*TEXT SHOWN:*
[start]

On a napkin
The short version
A virtual power plant is a software platform that aggregates many small distributed energy resources — behind-the-meter batteries, rooftop solar, smart thermostats, EVs, controllable C&I loads — and operates them collectively as a single dispatchable resource. To the grid operator or market, the VPP appears as one resource that can respond to dispatch signals just like a conventional power plant. To the underlying DER owners, the VPP provides a way to earn revenue from market participation that would be impossible at individual asset scale. North American VPP capacity reached 37.5 GW in 2025 and is growing about 14% per year — though the DOE's 80-160 GW by 2030 target requires the pace to accelerate.
VPPs are starting to matter at grid scale. The DOE 2023 Liftoff report and 2025 update estimate that deploying 80-160 GW of VPPs by 2030 — enough to serve 10-20% of US peak load — could save $10 billion annually in grid costs through avoided generation, deferred transmission, and reduced peaker operation. Critically, VPPs can be deployed in 1-3 years, compared to 7-10+ years for new transmission and generation. In a grid environment where capacity prices have hit FERC caps and interconnection queues stretch 4-5 years, that speed-to-market advantage is increasingly valuable.

[end]

Carry on the text on virtual power plants, starting right after its final sentence. The listing has no connection to the text on virtual power plants.

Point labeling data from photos
[start]

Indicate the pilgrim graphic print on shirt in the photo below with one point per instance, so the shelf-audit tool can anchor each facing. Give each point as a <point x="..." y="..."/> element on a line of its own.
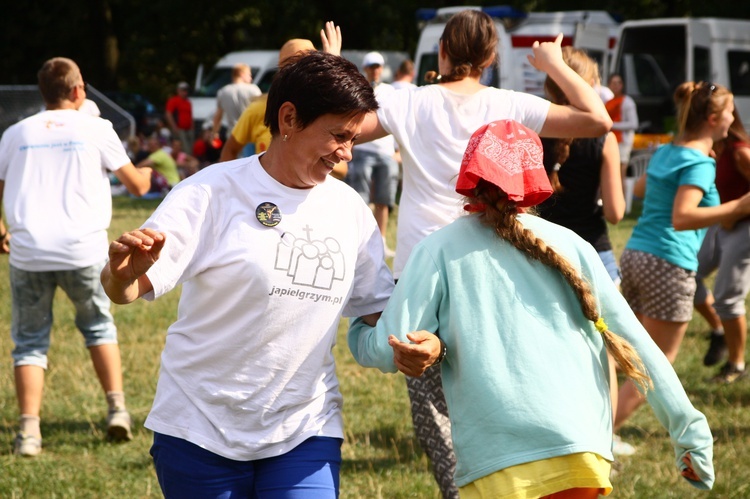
<point x="309" y="263"/>
<point x="251" y="291"/>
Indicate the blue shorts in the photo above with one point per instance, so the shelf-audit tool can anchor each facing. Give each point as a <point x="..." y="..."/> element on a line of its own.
<point x="374" y="176"/>
<point x="33" y="293"/>
<point x="309" y="471"/>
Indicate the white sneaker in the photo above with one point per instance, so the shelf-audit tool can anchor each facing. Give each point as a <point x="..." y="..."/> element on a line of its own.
<point x="118" y="425"/>
<point x="620" y="448"/>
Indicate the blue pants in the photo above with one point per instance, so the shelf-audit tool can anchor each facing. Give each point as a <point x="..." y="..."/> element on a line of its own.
<point x="310" y="470"/>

[end]

*TASK RESPONSE:*
What a VPP actually is
The "virtual" in virtual power plant refers to the fact that the resources are not physically co-located. A VPP might include 10,000 home batteries spread across a service territory, 50,000 smart thermostats, several commercial battery installations, and a fleet of EVs — all connected via cellular or internet communication to a central aggregator platform. The aggregator handles real-time telemetry from each resource, schedules dispatch based on grid conditions and market opportunities, sends control signals to discharge batteries or adjust thermostat setpoints, and manages settlement and payment to underlying DER owners.
What makes a VPP "work" technically is the diversity and statistical aggregation properties of the resources. Individual residential batteries might be unavailable for various reasons (homeowner intervention, equipment fault, low state of charge from recent storms), but across 10,000 batteries the available capacity is reliably predictable. This statistical reliability is what allows a VPP to participate in wholesale markets with the same firmness as a conventional generator. Penalties for non-performance push aggregators to over-procure resources to ensure delivery reliability.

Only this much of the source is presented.